Given information
###

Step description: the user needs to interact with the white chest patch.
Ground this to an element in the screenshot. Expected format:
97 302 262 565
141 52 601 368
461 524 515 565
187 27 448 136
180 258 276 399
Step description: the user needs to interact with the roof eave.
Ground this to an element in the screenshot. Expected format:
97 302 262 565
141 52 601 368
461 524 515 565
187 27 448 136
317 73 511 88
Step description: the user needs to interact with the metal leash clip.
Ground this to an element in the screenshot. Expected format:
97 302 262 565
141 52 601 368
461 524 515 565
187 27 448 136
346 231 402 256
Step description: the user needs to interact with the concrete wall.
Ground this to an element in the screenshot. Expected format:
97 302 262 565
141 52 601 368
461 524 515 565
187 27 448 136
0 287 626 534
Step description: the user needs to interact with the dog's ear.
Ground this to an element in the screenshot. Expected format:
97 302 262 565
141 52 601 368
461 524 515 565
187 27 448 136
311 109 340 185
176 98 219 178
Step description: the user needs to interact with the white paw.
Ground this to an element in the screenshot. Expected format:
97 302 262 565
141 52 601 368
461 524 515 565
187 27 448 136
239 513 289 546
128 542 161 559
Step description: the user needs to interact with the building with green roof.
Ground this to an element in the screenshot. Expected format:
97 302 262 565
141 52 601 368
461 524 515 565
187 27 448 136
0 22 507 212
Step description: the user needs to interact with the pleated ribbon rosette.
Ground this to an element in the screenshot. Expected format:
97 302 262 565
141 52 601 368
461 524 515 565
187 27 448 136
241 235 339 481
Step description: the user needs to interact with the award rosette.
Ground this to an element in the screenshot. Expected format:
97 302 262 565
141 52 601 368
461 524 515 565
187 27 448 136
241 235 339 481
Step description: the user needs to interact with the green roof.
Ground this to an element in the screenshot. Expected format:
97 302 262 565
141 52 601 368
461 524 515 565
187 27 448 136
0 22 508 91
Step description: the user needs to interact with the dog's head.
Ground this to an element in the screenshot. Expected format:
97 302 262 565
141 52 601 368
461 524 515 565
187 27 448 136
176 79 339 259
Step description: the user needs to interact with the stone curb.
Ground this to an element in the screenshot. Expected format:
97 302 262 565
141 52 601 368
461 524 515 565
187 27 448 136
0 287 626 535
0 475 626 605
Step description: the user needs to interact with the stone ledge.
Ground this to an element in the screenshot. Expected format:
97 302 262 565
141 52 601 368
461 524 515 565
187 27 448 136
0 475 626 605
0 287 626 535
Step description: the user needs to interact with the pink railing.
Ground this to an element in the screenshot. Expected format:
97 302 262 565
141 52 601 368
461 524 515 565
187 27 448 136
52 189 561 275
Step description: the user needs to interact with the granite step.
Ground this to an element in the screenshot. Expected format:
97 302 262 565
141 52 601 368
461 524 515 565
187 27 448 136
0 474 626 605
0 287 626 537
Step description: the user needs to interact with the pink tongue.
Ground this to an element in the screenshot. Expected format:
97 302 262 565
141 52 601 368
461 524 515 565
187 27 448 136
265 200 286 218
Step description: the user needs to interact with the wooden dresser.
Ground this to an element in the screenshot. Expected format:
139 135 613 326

###

Task goal
Please extract each line of the data above that contains the word "pink". Case counts.

Written solution
Step description: the user needs to interact with the pink railing.
Step description: the user needs to interact with the pink tongue.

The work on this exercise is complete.